▶ **Problemas e tarefas**
- a) Traduza para o inglês a frase "A persistência da Constituição é a sobrevivência da democracia.", retirada do discurso sobre a Constituição apresentado abaixo.
- b) Prossiga com o discurso sobre a Constituição a partir da última frase apresentada.

== Texto original

Num país de 30.401.000 analfabetos, afrontosos 25% da população, cabe advertir: a cidadania começa com o alfabeto. 

Chegamos! Esperamos a Constituição como o vigia espera a aurora. 

Bem-aventurados os que chegam. Não nos desencaminhamos na longa marcha, não nos desmoralizamos capitulando ante pressões aliciadoras e comprometedoras, não desertamos, não caímos no caminho. Alguns a fatalidade derrubou: Virgílio Távora, Alair Ferreira, Fábio Lucena, Antonio Farias e Norberto Schwantes. Pronunciamos seus nomes queridos com saudade e orgulho: cumpriram com o seu dever. 

A Nação nos mandou executar um serviço. Nós o fizemos com amor, aplicação e sem medo. 

A Constituição certamente não é perfeita. Ela própria o confessa, ao admitir a reforma. 

Quanto a ela, discordar, sim. Divergir, sim. Descumprir, jamais. Afrontá-la, nunca. Traidor da Constituição é traidor da Pátria. Conhecemos o caminho maldito: rasgar a Constituição, trancar as portas do Parlamento, garrotear a liberdade, mandar os patriotas para a cadeia, o exílio, o cemitério. 

A persistência da Constituição é a sobrevivência da democracia. 

Quando, após tantos anos de lutas e sacrifícios, promulgamos o estatuto do homem, da liberdade e da democracia, bradamos por imposição de sua honra: temos ódio à ditadura. Ódio e nojo. Amaldiçoamos a tirania onde quer que ela desgrace homens e nações, principalmente na América Latina. 

Assinalarei algumas marcas da Constituição que passará a comandar esta grande Nação.

====
== Informações fornecidas

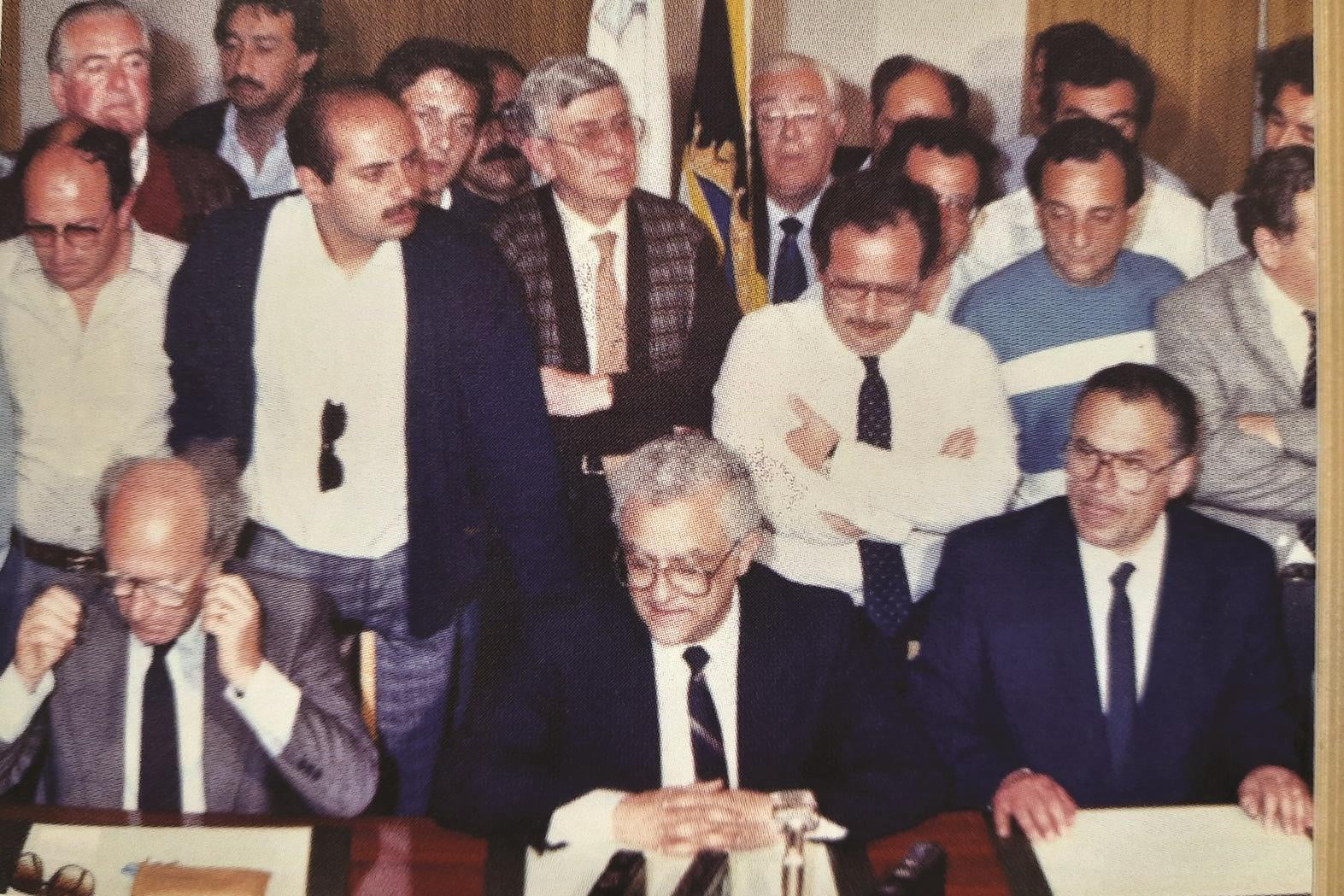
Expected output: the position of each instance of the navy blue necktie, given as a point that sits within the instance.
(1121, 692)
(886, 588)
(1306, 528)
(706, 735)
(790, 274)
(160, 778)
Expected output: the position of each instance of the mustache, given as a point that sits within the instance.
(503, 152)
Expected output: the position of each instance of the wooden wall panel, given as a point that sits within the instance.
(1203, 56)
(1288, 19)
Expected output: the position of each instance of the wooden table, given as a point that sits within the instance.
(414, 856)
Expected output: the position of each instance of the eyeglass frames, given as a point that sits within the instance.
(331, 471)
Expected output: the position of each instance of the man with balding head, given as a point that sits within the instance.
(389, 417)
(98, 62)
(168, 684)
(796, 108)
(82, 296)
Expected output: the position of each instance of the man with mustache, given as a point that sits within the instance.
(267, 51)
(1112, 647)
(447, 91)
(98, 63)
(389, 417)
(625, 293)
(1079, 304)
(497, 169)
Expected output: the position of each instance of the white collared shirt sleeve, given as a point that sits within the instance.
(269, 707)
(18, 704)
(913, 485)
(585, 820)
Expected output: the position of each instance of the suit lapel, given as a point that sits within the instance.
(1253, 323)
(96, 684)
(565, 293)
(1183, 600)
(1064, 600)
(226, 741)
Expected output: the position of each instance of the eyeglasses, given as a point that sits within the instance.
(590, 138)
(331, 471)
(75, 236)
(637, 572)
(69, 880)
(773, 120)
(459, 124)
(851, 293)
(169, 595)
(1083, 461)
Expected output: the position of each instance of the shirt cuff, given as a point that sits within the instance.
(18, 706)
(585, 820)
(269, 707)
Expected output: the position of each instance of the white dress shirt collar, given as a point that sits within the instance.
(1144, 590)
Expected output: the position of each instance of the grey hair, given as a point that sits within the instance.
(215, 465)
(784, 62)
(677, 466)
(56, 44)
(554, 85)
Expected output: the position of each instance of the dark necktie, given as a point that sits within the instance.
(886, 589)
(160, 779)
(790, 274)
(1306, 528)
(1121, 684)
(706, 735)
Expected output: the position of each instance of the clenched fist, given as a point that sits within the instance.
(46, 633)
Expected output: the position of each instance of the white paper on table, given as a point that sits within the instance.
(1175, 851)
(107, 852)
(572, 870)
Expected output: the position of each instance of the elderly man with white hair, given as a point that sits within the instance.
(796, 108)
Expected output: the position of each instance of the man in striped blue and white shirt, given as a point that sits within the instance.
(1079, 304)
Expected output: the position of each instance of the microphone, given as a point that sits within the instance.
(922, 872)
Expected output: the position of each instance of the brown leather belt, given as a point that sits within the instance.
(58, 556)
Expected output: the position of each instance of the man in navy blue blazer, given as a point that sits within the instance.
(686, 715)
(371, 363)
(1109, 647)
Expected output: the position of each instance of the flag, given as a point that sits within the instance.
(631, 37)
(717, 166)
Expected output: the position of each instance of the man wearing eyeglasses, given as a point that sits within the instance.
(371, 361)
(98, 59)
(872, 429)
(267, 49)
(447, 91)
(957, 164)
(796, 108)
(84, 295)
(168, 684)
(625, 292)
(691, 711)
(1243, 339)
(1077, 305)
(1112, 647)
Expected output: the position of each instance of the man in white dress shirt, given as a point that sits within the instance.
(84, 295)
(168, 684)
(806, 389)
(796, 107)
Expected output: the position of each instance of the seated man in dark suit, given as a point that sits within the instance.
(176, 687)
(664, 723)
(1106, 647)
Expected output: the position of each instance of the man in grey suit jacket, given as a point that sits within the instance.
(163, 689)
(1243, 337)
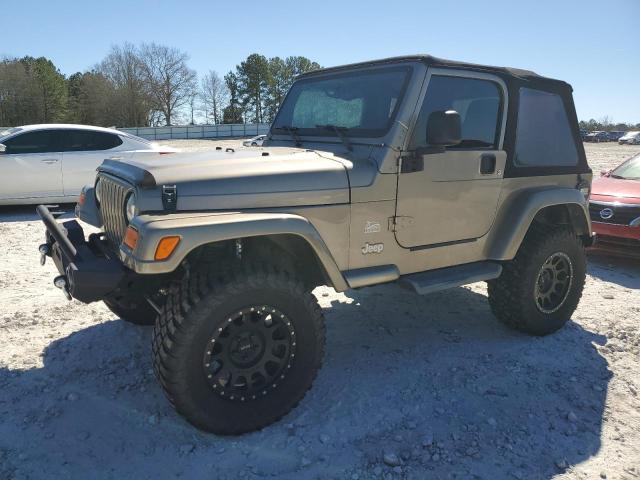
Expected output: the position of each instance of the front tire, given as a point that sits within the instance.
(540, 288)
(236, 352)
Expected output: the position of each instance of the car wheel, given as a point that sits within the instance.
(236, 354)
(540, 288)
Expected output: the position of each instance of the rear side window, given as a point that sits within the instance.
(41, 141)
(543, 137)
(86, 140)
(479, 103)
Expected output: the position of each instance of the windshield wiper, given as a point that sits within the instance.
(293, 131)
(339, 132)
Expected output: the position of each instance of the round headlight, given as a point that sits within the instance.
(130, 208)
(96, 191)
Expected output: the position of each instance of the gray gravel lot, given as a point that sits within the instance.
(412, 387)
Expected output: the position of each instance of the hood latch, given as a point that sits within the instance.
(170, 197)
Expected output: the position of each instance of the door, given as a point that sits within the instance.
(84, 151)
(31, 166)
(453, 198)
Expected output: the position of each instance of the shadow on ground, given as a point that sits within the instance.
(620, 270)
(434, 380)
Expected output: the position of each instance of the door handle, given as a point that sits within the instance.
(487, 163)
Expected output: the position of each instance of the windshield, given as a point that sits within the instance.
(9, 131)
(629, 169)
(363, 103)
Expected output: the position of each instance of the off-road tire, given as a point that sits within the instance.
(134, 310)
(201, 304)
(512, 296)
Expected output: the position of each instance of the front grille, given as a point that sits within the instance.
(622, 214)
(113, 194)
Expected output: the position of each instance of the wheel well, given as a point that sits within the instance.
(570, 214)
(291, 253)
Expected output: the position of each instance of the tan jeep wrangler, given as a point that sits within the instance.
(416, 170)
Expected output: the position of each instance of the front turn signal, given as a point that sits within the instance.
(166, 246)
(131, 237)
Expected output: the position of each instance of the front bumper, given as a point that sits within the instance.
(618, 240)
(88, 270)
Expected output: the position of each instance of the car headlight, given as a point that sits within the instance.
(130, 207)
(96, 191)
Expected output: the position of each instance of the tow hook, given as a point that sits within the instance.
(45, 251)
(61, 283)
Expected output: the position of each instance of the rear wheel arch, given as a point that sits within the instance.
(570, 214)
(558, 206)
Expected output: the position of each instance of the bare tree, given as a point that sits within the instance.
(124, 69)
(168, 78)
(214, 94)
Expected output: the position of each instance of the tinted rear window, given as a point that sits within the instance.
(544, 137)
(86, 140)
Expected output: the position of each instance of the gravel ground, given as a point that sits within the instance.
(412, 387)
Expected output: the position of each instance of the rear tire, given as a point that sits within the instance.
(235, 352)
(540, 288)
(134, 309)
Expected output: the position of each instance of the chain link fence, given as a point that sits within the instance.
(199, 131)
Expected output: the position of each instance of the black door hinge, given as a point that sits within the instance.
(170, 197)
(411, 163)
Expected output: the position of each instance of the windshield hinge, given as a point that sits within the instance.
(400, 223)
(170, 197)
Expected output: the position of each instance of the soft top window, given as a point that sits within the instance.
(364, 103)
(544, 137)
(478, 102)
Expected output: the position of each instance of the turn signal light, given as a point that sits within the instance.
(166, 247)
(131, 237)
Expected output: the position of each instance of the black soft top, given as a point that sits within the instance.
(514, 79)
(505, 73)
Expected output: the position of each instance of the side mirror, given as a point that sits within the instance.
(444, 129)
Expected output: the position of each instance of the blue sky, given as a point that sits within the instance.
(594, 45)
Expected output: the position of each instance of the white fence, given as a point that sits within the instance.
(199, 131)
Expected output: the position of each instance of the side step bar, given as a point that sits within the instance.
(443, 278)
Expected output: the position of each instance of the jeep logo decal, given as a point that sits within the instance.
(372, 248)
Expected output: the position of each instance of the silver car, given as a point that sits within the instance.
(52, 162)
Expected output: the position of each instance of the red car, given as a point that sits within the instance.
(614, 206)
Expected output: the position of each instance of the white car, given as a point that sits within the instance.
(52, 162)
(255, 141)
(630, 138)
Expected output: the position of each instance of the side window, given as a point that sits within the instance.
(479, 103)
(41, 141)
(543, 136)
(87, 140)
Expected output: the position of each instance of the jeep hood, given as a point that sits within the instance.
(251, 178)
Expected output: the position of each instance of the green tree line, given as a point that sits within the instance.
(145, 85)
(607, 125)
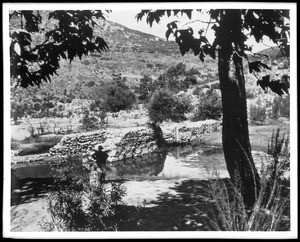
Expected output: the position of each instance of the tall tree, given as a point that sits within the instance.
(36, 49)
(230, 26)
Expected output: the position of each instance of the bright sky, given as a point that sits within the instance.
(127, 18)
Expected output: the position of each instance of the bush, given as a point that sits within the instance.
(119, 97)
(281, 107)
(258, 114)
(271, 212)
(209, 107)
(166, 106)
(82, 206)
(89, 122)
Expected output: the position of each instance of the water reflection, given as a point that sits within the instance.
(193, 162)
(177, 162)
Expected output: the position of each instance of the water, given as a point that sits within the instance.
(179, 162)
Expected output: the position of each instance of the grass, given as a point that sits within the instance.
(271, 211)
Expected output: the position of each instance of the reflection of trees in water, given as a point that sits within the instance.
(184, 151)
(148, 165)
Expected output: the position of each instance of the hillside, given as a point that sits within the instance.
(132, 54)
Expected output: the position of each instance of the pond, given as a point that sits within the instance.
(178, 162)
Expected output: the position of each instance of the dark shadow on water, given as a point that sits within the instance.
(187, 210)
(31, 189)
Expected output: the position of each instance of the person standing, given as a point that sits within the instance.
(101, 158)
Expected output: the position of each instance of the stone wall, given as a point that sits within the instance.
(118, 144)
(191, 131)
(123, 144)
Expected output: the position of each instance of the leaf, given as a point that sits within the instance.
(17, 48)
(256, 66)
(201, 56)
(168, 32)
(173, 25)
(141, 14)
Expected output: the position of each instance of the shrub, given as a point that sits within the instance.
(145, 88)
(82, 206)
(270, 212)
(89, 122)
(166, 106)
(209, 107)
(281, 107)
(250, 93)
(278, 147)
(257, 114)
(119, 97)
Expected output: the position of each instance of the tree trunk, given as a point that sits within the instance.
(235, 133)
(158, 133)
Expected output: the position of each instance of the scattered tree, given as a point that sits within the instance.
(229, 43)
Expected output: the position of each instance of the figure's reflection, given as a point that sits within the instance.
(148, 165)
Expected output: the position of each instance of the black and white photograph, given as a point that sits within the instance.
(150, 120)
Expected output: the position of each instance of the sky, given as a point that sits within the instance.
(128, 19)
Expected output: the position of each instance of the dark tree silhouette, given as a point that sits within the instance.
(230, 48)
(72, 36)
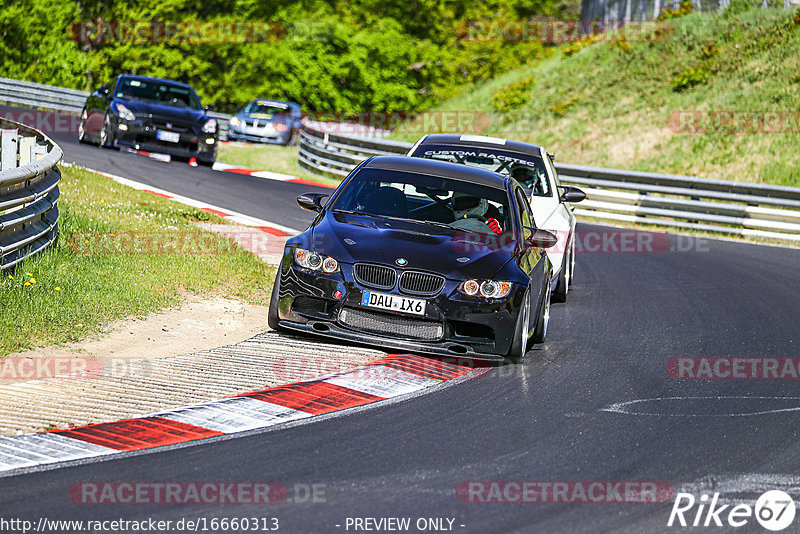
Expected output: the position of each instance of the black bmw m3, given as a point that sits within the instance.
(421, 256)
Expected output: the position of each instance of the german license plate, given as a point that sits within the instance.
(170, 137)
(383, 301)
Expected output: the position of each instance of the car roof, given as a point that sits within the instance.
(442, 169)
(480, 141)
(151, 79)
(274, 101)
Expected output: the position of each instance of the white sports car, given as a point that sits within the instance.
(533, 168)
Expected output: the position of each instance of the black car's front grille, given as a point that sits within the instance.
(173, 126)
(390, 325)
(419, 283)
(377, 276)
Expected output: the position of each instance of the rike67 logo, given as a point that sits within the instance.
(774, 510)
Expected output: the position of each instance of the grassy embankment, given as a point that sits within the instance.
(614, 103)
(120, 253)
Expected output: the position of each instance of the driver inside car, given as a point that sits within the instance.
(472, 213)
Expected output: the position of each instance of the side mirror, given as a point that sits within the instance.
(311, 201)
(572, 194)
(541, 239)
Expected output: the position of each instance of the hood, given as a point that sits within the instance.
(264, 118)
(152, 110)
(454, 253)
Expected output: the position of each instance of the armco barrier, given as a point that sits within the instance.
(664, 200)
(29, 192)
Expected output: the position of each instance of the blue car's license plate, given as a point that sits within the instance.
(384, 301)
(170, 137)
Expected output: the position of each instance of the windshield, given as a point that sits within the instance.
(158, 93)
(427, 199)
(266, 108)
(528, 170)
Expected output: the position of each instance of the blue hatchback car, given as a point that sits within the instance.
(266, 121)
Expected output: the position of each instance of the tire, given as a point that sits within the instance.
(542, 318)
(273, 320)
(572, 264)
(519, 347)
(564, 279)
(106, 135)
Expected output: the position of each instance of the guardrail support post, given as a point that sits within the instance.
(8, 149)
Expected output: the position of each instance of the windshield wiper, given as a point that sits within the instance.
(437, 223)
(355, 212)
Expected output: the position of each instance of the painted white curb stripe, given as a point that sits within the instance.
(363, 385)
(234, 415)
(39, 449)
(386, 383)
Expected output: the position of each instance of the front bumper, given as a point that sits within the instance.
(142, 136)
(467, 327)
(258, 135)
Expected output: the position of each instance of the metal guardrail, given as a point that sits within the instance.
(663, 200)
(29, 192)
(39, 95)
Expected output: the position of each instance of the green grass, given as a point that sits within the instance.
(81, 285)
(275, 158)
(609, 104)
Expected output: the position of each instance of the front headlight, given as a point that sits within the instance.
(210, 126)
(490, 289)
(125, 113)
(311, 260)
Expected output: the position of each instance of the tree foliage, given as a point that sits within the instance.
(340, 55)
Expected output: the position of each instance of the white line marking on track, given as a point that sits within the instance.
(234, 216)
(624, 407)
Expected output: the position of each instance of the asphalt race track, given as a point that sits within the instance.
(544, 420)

====

▶ **Respostas dos exercícios**
- a) The persistence of the Constitution is the survival of democracy.

- b)
A primeira é a coragem. A coragem é a matéria-prima da civilização. Sem ela, o dever e as instituições perecem. Sem a coragem, as demais virtudes sucumbem na hora do perigo. Sem ela, não haveria a cruz, nem os evangelhos. 

A Assembleia Nacional Constituinte rompeu contra o establishment, investiu contra a inércia, desafiou tabus. Não ouviu o refrão saudosista do velho do Restelo, no genial canto de Camões. Suportou a ira e perigosa campanha mercenária dos que se atreveram na tentativa de aviltar legisladores em guardas de suas burras abarrotadas com o ouro de seus privilégios e especulações. 

Foi de audácia inovadora a arquitetura da Constituinte, recusando anteprojeto forâneo ou de elaboração interna. 

O enorme esforço é dimensionado pelas 61.020 emendas, além de 122 emendas populares, algumas com mais de 1 milhão de assinaturas, que foram apresentadas, publicadas, distribuídas, relatadas e votadas, no longo trajeto das subcomissões à redação final. 

A participação foi também pela presença, pois diariamente cerca de 10 mil postulantes franquearam, livremente, as 11 entradas do enorme complexo arquitetônico do Parlamento, na procura dos gabinetes, comissões, galeria e salões. 

Há, portanto, representativo e oxigenado sopro de gente, de rua, de praça, de favela, de fábrica, de trabalhadores, de cozinheiros, de menores carentes, de índios, de posseiros, de empresários, de estudantes, de aposentados, de servidores civis e militares, atestando a contemporaneidade e autenticidade social do texto que ora passa a vigorar. Como o caramujo, guardará para sempre o bramido das ondas de sofrimento, esperança e reivindicações de onde proveio. A Constituição é caracteristicamente o estatuto do homem. É sua marca de fábrica.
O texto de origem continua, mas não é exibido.